We're getting close to an algorithm for finding a duplicate value. How can we find the beginning of a cycle?

Again, drawing an example is helpful here:

A linked list with 9 nodes represented by circles and arrows, with a cycle because node 9 links back to node 6.

If we were traversing this list and wanted to know if we were inside a cycle, that would be pretty easy—we could just remember our current position and keep stepping ahead to see if we get to that position again.

But our problem is a little trickier—we need to know the first node in the cycle.

What if we knew the length of the cycle?

If we knew the length of the cycle, we could use the “stick approach” to start at the head of the list and find the first node. We use two pointers. One pointer starts at the head of the list:

We put a pointer above node 1, and we know the cycle has 4 steps because it uses nodes 6, 7, 8, and 9.

Then we lay down a “stick” with the same length as the cycle, by starting the second pointer at the end. So here, for example, the second pointer is starting 4 steps ahead because the cycle has 4 steps:

We put a second pointer above node 4 and connected it to the first pointer at node 1, forming a "stick" 4 nodes long.

Then we move the stick along the list by advancing the two pointers at the same speed (one node at a time).

The "stick" advancing down the linked list, now with the first pointer at node 4 and the second pointer at node 8.

When the first pointer reaches the first node in the cycle, the second pointer will have circled around exactly once. The stick wraps around the cycle, and the two ends are in the same place: the start of the cycle.

The "stick" wrapped around the cycle with both pointers on the start of the cycle, node 6. The pointers are on the same node because the cycle and stick are the same length.

We already know where the head of our list is (the last position in the list) so we just need the length of the cycle. How can we find the length of a cycle?

If we can get inside the cycle, we can just remember a position and count how many steps it takes to get back to that position.

How can we make sure we’ve gotten inside a cycle?

Well, there has to be a cycle in our list, and at the latest, the cycle is just the last node we hit as we traverse the list from the head:

So we can just start at the head and walk $n$ steps. By then we'll have to be inside a cycle.

Alright, we’ve pieced together an entire strategy to find a duplicate integer! Working backward:

We know the position of a node with multiple incoming pointers is a duplicate in our list because the nodes that pointed to it must have the same value.
We find a node with multiple incoming pointers by finding the first node in a cycle.
We find the first node in a cycle by finding the length of the cycle and advancing two pointers: one starting at the head of the linked list, and the other starting ahead as many steps as there are steps in the cycle. The pointers will meet at the first node in the cycle.
We find the length of a cycle by remembering a position inside the cycle and counting the number of steps it takes to get back to that position.

######

◆ **Request 1**
Which nodes make up the cycle in the example in the linked-list cycle explanation? List them all.
◆ **Request 2**
Write out the section of the linked-list cycle explanation starting at "We put a pointer" up to and including "start of the cycle.".

######

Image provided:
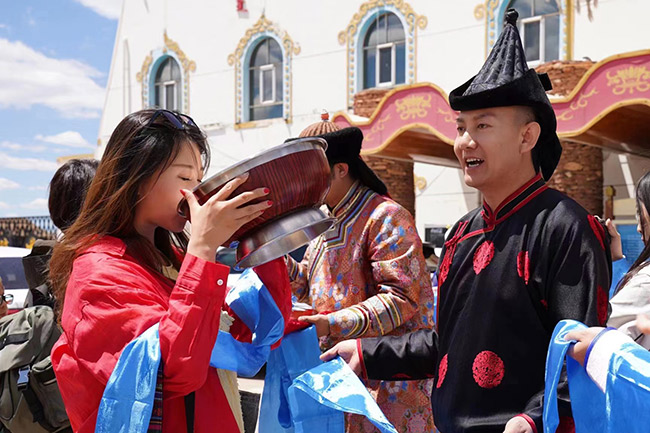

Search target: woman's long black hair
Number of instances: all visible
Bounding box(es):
[616,172,650,293]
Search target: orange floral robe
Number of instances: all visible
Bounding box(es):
[287,182,435,433]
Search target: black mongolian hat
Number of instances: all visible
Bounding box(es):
[449,9,562,180]
[317,126,388,195]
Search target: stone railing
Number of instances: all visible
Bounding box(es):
[0,216,59,248]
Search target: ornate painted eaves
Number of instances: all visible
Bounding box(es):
[135,30,196,113]
[228,14,300,124]
[339,0,428,107]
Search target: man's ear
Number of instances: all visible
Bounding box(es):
[519,122,542,154]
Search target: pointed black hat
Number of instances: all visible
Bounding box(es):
[449,9,562,180]
[285,126,388,195]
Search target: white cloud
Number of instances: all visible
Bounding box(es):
[20,198,47,210]
[0,141,48,153]
[0,38,104,118]
[0,177,20,190]
[0,141,22,150]
[75,0,122,20]
[34,131,92,148]
[0,152,59,172]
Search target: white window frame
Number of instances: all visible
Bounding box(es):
[519,15,546,66]
[259,63,278,105]
[375,42,397,87]
[519,12,562,67]
[156,80,178,110]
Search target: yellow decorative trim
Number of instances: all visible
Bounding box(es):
[135,30,196,113]
[332,83,448,126]
[553,49,650,104]
[228,14,301,124]
[606,66,650,96]
[338,0,428,107]
[163,30,196,77]
[557,89,598,121]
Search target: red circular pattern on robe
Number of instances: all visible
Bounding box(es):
[596,286,609,326]
[438,251,453,287]
[587,215,605,250]
[436,355,448,388]
[474,241,494,275]
[472,350,505,388]
[517,251,530,284]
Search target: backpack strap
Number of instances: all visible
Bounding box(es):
[16,365,54,431]
[185,392,196,433]
[0,331,33,352]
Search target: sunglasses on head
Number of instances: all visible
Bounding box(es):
[145,109,198,130]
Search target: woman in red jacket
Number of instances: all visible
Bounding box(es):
[50,110,284,433]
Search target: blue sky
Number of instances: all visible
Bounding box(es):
[0,0,122,217]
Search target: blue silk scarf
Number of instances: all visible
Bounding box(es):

######

◆ **Correct response 1**
Nodes 6, 7, 8, and 9.

◆ **Correct response 2**
We put a pointer above node 1, and we know the cycle has 4 steps because it uses nodes 6, 7, 8, and 9.

Then we lay down a “stick” with the same length as the cycle, by starting the second pointer at the end. So here, for example, the second pointer is starting 4 steps ahead because the cycle has 4 steps:

We put a second pointer above node 4 and connected it to the first pointer at node 1, forming a "stick" 4 nodes long.

Then we move the stick along the list by advancing the two pointers at the same speed (one node at a time).

The "stick" advancing down the linked list, now with the first pointer at node 4 and the second pointer at node 8.

When the first pointer reaches the first node in the cycle, the second pointer will have circled around exactly once. The stick wraps around the cycle, and the two ends are in the same place: the start of the cycle.